▸ **WHAT THE EXERCISE ASKS**:
Can you write out the records below again, substituting "widest part" for every "thickest part" and keeping everything else the same?

(Entries from a point annotation set)
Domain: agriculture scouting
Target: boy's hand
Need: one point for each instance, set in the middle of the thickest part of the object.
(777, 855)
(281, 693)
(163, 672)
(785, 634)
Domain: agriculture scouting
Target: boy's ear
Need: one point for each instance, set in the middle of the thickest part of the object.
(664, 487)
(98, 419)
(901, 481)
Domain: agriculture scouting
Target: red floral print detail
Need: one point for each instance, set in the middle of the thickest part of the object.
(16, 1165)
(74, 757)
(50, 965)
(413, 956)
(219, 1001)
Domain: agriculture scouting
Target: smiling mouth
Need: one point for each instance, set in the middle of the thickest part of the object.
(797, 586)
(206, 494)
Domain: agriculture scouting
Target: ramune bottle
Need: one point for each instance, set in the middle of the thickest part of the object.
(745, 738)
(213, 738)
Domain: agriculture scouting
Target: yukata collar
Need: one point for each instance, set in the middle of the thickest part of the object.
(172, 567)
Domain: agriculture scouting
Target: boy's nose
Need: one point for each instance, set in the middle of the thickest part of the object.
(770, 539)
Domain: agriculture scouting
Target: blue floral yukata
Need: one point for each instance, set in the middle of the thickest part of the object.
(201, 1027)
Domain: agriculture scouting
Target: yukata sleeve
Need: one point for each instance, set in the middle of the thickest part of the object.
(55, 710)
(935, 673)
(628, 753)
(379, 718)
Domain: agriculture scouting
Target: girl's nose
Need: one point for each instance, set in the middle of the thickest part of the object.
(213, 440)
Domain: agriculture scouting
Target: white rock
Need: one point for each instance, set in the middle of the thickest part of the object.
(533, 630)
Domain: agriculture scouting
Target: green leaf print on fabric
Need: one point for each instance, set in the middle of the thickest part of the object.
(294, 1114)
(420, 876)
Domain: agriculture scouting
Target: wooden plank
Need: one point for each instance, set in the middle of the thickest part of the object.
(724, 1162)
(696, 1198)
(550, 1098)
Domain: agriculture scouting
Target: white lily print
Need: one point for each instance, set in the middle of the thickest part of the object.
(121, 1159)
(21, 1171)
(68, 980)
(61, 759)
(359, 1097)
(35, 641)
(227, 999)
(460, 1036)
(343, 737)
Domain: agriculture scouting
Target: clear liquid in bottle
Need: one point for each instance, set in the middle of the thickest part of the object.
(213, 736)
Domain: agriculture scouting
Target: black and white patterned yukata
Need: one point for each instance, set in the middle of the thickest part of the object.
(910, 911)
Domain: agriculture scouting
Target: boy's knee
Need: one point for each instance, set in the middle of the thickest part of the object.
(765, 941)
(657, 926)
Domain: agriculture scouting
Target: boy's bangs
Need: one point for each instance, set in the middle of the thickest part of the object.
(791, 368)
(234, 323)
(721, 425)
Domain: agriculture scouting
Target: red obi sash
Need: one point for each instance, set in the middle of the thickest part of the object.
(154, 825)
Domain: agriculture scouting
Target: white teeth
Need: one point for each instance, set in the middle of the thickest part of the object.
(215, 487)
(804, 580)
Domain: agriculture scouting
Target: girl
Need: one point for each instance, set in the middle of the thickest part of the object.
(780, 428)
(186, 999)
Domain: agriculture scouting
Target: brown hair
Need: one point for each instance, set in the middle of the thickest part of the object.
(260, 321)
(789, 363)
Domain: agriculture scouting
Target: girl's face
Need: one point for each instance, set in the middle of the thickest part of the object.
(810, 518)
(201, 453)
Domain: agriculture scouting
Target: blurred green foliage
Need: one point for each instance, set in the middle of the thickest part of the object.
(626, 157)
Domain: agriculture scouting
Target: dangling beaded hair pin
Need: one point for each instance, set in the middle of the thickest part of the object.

▸ **PROBLEM SOLUTION**:
Domain: agriculture scouting
Target: boy's hand
Need: one point for each instance, set in the middle of the widest part of the object.
(777, 855)
(281, 693)
(163, 672)
(785, 634)
Domain: agriculture scouting
Target: boy's ear
Need: one point for each instance, set in the middle of the widest part of the object.
(664, 487)
(98, 419)
(901, 481)
Domain: agriculture scouting
Target: red floral print detail
Need: one point for each instance, set in the middle of the widest part of the object.
(16, 1165)
(74, 757)
(50, 965)
(413, 956)
(219, 1001)
Domain: agriculture scouting
Target: smiling mouth
Need: one point for each instance, set in the middle of the widest part of the object.
(797, 586)
(206, 494)
Domain: agriculture scouting
Target: ramune bottle
Need: one point for each instance, set in the middle of the widest part of the object.
(745, 738)
(213, 738)
Domain: agriculture scouting
Target: yukata collar
Need: one point for each instance, set in the middle of the widest part of the object.
(172, 567)
Domain: agriculture scouting
Target: boy's nose
Need: one point for each instance, set in the middle of the widest part of the object.
(770, 539)
Domain: agriculture scouting
Target: blue floral yukata
Need: one point for each instance, set in the middle of the widest part of the object.
(201, 1027)
Domain: agriculture scouting
Target: yukata sleeve
Need: one point for each instance, set in the middle of the widest part of the object.
(55, 710)
(935, 673)
(628, 753)
(379, 718)
Domain: agriculture scouting
Target: girl's nose
Need: one point for each instance, set in the middle of the widest part of the object.
(213, 440)
Domain: agriculture scouting
Target: white rock
Need: one point for each instance, set in the middle of the widest part of the object.
(533, 630)
Domain: agriculture scouting
Target: green leaf print on fabric
Need: one point for each instance, set in the middle of the widest part of the object.
(294, 1114)
(420, 876)
Domain: agriculture scouting
Target: wooden plank
Need: one point for each instance, set in the middle of the widest part of the object.
(724, 1162)
(696, 1198)
(550, 1098)
Domain: agriculture scouting
Target: white lily print
Need: one point for each instance, set in the middle of the widest part of the object.
(121, 1159)
(21, 1171)
(68, 980)
(61, 759)
(359, 1097)
(35, 641)
(227, 999)
(460, 1036)
(343, 737)
Domain: agriculture scouting
Target: clear liquid in bottle
Need: one point for each instance, set in the middle of the widest part of the object.
(213, 736)
Domain: agriculture scouting
Target: black and white patterned yukata
Need: one point for each instance, set in the middle of the widest part of the object.
(910, 911)
Domain: agriculture scouting
Target: boy's knee
Need: one point for each instance, set in the middle of the widest part of the object.
(765, 941)
(657, 926)
Domain: agriculture scouting
Target: boy's bangs
Need: one point for each instance, set in the middle of the widest part of the object.
(791, 368)
(234, 323)
(721, 425)
Domain: agriculture scouting
Target: red obi sash
Need: one point for each instance, set in the middle of the widest part of the object.
(154, 825)
Domain: agriculture scouting
Target: white teeth
Need: one point for each instance, set in the middle of the widest part of the object.
(215, 487)
(804, 580)
Domain: agriculture scouting
Target: girl
Need: one point for each instance, set in the middle of the widest part of the object.
(780, 428)
(186, 999)
Domain: agriculture scouting
Target: brown hair
Need: one point for each instance, set in the middle of the widest part of the object.
(260, 321)
(789, 363)
Domain: agriculture scouting
Target: girl's face
Need: one point for each instance, set in the middle of the widest part of the object.
(810, 518)
(201, 453)
Domain: agriculture scouting
Target: blurred green foliage
Need: one point for each instance, set in the middle of the widest part of the object.
(626, 157)
Domain: agriculture scouting
Target: dangling beaded hair pin
Need: one point for each instance, set in the middle of the widest part of the object.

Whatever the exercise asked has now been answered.